**EXERCISE PROMPT**
Reproduce the items from the line containing "Task: indicate the metal" through the line containing "<point>598,456</point>", both included, with every line kept, task lines too. Shift each answer coordinate by adding -143 to it, and leave the coordinates inside the task lines unchanged.

□ □ □ □

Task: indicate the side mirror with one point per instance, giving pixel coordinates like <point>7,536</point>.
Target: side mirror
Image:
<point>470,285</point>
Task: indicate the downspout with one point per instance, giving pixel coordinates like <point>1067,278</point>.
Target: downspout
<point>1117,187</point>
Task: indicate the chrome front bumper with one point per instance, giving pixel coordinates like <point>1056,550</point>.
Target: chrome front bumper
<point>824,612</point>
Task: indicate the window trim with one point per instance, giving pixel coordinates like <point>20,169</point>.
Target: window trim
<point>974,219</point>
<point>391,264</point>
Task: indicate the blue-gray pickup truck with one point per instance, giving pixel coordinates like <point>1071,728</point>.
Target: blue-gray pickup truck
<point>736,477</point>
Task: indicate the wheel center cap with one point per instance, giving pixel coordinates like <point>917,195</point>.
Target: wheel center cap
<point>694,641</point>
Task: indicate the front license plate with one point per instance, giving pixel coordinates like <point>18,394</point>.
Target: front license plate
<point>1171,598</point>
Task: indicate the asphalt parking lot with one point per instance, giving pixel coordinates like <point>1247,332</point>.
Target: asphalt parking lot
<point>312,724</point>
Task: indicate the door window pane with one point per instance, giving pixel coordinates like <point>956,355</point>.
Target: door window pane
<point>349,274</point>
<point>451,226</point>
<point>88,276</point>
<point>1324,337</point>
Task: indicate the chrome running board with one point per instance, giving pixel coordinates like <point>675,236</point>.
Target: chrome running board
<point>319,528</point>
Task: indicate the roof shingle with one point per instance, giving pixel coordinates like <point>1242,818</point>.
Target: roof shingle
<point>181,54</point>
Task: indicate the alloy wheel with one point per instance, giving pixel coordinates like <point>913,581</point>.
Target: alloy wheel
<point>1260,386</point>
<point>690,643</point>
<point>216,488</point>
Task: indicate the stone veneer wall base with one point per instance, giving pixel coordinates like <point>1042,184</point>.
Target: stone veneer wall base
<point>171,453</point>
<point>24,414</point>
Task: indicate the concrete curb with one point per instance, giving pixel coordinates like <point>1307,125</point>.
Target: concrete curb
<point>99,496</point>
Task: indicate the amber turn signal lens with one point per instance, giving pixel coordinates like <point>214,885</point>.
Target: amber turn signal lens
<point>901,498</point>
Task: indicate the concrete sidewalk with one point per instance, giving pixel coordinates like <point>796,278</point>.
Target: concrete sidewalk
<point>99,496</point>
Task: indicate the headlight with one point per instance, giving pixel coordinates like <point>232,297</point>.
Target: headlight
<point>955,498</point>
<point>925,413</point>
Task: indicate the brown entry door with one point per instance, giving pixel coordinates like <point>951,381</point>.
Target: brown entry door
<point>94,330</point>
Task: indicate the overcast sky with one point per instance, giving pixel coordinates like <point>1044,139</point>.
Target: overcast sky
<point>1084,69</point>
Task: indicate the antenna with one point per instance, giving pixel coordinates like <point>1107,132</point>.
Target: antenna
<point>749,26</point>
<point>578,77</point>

□ □ □ □

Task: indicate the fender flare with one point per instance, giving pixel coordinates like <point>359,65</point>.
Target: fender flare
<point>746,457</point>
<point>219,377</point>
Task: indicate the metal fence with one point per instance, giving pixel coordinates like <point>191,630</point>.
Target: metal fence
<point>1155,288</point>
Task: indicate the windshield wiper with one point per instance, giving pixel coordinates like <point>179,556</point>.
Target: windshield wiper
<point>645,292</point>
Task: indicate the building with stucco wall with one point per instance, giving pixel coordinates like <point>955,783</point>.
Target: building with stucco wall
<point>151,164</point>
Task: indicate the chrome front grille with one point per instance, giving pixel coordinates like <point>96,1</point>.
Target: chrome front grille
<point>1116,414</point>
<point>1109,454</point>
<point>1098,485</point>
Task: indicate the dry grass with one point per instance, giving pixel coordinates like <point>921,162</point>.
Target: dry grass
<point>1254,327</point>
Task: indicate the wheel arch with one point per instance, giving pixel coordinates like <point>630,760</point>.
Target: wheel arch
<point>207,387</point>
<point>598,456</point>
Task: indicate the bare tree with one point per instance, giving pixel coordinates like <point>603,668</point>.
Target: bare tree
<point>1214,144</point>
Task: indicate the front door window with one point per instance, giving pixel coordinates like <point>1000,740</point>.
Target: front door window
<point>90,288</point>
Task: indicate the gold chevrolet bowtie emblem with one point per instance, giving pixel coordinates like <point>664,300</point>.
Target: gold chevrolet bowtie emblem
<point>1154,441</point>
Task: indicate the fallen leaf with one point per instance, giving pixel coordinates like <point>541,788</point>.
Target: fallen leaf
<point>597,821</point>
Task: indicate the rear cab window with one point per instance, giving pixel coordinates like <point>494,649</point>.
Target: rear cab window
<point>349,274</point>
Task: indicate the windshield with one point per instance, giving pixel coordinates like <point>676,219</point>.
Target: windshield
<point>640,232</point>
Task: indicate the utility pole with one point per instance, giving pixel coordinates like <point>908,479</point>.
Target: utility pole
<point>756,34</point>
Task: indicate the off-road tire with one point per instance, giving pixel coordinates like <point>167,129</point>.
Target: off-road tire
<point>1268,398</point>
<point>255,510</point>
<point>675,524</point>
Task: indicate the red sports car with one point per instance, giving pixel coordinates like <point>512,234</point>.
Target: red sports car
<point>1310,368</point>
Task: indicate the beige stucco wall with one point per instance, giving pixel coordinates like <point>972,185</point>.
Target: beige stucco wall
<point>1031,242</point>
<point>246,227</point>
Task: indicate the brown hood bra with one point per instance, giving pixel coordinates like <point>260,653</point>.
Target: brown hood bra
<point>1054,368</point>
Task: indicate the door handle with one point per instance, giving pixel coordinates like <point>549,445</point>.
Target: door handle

□ □ □ □

**ANSWER TO THE TASK**
Task: indicate the metal fence with one point per instance, giving pixel coordinates like <point>191,630</point>.
Target: metal fence
<point>1012,145</point>
Task: indicate the windshield wiper with one point per instance, giving pixel coordinates like <point>179,556</point>.
Target: windshield wiper
<point>502,149</point>
Task: indicate the building with stucco wall with one point per instance, giving pixel coordinates like <point>955,783</point>.
Target: building with stucco wall
<point>8,21</point>
Task: indicate the chrome front grille with one point per instance, giving pixel coordinates like <point>96,1</point>.
Target: chrome front grille
<point>973,271</point>
<point>966,311</point>
<point>955,342</point>
Task: indicate the dry grass with one point per instance, giving pixel coordinates like <point>921,162</point>.
Target: dry grass
<point>1111,184</point>
Task: indicate the wheel arch with one point per instance, giving pixel coordinates like <point>630,760</point>.
Target: wheel arch
<point>64,244</point>
<point>455,313</point>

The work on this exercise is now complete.